───── SUPPLIED RECORDS ─────

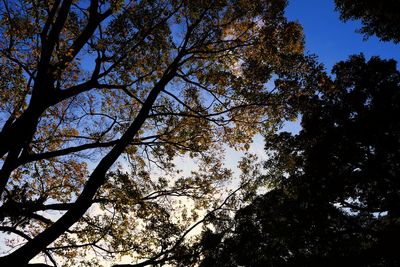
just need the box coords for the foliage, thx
[0,0,314,266]
[200,55,400,266]
[335,0,400,43]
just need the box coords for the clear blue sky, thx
[285,0,400,72]
[280,0,399,134]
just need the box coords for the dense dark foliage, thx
[200,55,400,266]
[335,0,400,43]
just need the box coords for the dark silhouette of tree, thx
[0,0,315,266]
[335,0,400,43]
[200,55,400,266]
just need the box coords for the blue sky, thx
[278,0,400,135]
[285,0,400,72]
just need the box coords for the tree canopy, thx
[335,0,400,43]
[0,0,317,266]
[200,55,400,266]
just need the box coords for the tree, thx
[0,0,313,266]
[335,0,400,43]
[200,55,400,266]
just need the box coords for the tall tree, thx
[200,55,400,266]
[335,0,400,43]
[0,0,312,265]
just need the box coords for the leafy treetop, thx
[335,0,400,43]
[200,55,400,266]
[0,0,315,266]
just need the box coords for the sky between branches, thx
[212,0,400,182]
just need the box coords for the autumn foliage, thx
[0,0,314,266]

─────

Only an exact copy is wanted here: the line containing "just need the box coords for the tree, thx" and every later line, up to and including the last line of the listing.

just need the box coords for the tree, thx
[0,0,313,266]
[335,0,400,43]
[200,55,400,266]
just need the box coords for the tall tree, thx
[200,55,400,266]
[335,0,400,43]
[0,0,312,265]
just need the box coords for the leafy treetop, thx
[335,0,400,43]
[200,55,400,266]
[0,0,315,266]
just need the box coords for the sky between branches, thx
[212,0,400,182]
just need the box coords for the autumn foliage, thx
[0,0,314,266]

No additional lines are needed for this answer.